## WHAT YOU ARE ASKED TO DO
Show every line in the entries below that contains the word "building", treating uppercase and lowercase as different.

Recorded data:
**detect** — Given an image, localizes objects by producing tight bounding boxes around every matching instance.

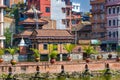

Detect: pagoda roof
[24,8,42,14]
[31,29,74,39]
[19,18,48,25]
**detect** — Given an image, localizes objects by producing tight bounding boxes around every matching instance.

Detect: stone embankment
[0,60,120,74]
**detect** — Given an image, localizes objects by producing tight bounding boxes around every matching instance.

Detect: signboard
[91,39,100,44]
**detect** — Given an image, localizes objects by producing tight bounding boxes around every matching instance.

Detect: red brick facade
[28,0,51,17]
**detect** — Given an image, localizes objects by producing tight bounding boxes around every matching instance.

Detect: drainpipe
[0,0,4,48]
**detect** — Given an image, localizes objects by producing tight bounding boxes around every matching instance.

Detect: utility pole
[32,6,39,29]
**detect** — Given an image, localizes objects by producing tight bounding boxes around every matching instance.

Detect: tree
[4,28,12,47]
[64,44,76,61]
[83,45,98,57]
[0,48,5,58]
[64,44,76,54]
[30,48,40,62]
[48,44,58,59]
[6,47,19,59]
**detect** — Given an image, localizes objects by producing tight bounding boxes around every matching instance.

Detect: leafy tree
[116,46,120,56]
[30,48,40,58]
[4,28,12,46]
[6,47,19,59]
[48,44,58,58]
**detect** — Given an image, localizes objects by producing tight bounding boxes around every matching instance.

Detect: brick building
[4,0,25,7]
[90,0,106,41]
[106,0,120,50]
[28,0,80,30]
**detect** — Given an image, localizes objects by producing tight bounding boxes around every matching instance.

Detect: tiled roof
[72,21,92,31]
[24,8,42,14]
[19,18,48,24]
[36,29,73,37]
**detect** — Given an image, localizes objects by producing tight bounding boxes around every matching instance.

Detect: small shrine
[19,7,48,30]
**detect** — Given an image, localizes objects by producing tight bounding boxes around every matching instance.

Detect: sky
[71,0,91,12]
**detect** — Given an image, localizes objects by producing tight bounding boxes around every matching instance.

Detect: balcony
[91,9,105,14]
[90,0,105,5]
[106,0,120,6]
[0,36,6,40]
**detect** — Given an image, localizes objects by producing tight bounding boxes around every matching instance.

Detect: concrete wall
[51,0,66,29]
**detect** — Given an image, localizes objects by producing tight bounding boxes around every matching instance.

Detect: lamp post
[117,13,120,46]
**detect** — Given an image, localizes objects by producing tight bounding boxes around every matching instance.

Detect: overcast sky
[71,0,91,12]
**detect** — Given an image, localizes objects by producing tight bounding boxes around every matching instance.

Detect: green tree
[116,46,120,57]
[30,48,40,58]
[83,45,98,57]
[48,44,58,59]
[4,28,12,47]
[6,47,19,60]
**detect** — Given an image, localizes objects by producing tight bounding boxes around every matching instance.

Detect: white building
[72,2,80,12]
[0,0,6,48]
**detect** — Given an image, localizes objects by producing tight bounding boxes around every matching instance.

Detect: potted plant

...

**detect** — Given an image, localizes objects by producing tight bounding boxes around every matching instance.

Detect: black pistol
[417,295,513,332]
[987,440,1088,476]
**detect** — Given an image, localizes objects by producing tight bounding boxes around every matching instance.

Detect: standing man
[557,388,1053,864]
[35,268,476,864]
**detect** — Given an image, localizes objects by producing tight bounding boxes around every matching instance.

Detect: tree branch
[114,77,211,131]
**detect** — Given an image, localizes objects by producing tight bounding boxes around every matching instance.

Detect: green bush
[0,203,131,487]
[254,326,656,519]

## RESULT FOR THIS TASK
Detect: brick building
Detect: white building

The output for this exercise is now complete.